Repeat each record below exactly, dropping the pictures.

>> BEGIN

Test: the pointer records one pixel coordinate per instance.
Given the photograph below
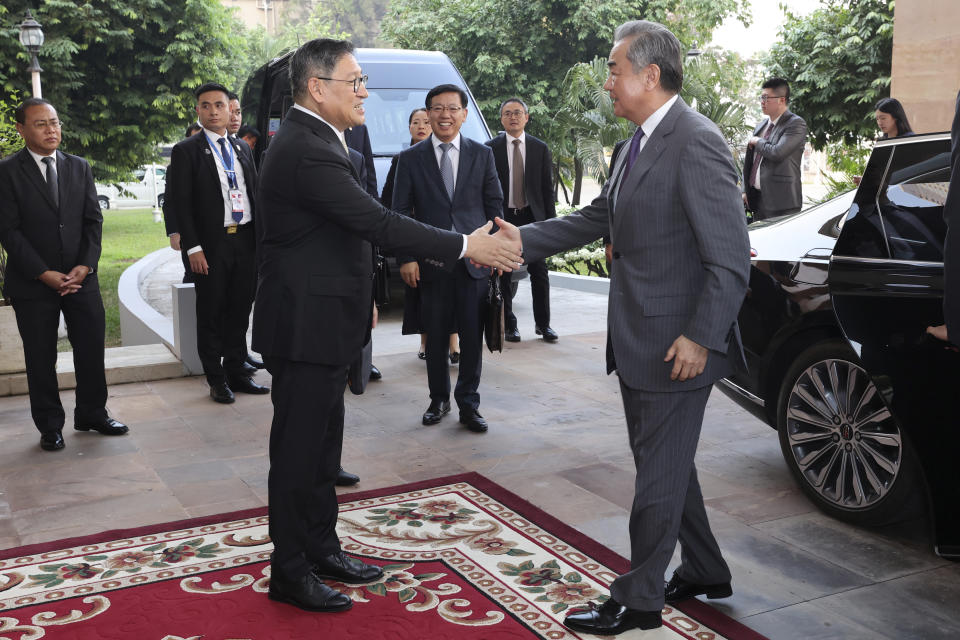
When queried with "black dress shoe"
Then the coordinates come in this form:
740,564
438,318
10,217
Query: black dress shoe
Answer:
307,593
108,426
221,393
346,479
342,568
473,420
611,618
244,384
679,589
435,411
51,440
549,335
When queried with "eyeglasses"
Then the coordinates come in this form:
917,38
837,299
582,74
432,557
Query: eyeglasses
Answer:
356,82
43,124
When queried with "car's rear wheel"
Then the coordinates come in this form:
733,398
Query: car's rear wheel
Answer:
840,440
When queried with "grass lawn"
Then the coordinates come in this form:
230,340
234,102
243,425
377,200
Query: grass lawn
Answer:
128,235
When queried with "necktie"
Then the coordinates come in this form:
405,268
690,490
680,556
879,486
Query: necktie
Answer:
446,168
755,169
52,179
516,179
632,154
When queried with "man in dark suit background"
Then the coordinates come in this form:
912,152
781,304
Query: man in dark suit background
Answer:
50,226
771,167
680,266
527,197
211,182
314,311
449,182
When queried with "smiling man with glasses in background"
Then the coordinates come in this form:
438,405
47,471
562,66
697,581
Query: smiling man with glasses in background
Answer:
771,167
450,182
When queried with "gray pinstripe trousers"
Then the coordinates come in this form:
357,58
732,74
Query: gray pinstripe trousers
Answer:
664,429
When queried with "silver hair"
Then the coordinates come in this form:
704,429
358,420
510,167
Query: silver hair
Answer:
315,58
653,43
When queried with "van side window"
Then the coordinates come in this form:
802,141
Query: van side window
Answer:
911,201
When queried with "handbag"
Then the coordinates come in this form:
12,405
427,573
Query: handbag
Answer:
493,326
358,375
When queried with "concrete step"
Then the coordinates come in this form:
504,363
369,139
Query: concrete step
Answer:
123,364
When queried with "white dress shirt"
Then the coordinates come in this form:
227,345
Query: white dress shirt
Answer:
523,154
212,138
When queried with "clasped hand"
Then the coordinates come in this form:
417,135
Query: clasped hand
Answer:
65,283
501,250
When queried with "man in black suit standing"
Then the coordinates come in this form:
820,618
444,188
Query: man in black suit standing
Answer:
212,183
314,311
50,226
525,168
449,182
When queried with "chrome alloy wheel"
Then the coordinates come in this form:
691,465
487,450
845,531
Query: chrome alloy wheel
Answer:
844,441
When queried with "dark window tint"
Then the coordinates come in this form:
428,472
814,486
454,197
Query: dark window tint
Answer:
862,234
911,201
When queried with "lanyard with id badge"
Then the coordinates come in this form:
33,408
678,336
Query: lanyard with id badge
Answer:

>> END

> Full response
Test: the pointer records one pixel coordinate per instance.
Given the photograph below
When queried with "black dress shoe"
Then the coordinates come in this form:
740,564
438,318
10,217
Query: black dress shoe
Answer:
307,593
108,426
221,393
346,479
342,568
473,420
611,618
244,384
679,589
435,411
51,440
549,335
When queried with "eyeglasses"
Then the coordinates come in this form:
917,38
837,299
582,74
432,557
Query: eyeglasses
Answer:
356,82
43,124
When queried with "car's rear wheel"
Then the coordinates come in this form:
733,398
Query: car's rear wheel
Answer:
840,440
When queried with "grass lawn"
Then the coordinates come in this form:
230,340
234,102
243,425
377,200
Query: grass lawn
Answer:
128,235
When queried with "necktie"
Then the coordinates come in this form:
405,268
690,490
680,556
879,486
Query: necktie
Answer:
446,168
755,169
52,179
516,179
632,154
When queried with "man in dark suit background"
Then the coordinates come in this form:
912,152
781,304
Query: man in dark suit background
Answer:
50,226
771,167
680,266
527,197
211,182
314,311
449,182
When queried with "smiling man with glasses in background"
Then the coordinates come in this form:
438,405
47,471
562,66
697,581
Query: smiling man with glasses in background
Answer:
771,167
450,182
When queried with "gray pinstripe trousers"
Then the coordinates come in this form:
357,58
732,74
Query: gray pinstripe trousers
Answer:
664,429
When queried with "silver hair"
Then the coordinates come in this form:
704,429
358,420
510,167
Query: silver hair
Answer:
315,58
653,43
When queried with "van side window"
Then the coordinates come in this form:
802,141
Query: van side window
Answer:
911,201
When queried with "handbag"
Then the coordinates come in this form:
12,405
427,573
Query: handbag
Answer:
493,326
358,375
When queried with "concrete step"
Then the coordinates come in this form:
504,363
369,139
Query: concrete step
Answer:
123,364
When queried with "white dress shirt"
Then the coordinates come in this form:
227,345
Query: white dress shirt
Answer:
523,154
212,138
When queried with "clasped hand"
Then the coordinates come in this form:
417,135
Query: clasped hand
Answer:
65,283
501,250
When queried with "man in black suit standing"
Then the coordinates come in this form:
820,618
444,188
Query: man in black suit standing
Answer:
212,183
314,311
50,226
525,168
449,182
When queried with "chrome alloy wheel"
Then the coordinates come in this form:
691,465
487,450
845,531
Query: chrome alloy wheel
Answer:
844,441
When queried with "dark window tint"
Then the coordinates come in this form:
428,472
814,486
454,197
Query: dark window tint
Answer:
862,234
911,201
When queried with "lanyard with id badge"
Then the coordinates come in this form:
33,408
678,336
Query: lanyard with id badge
Answer:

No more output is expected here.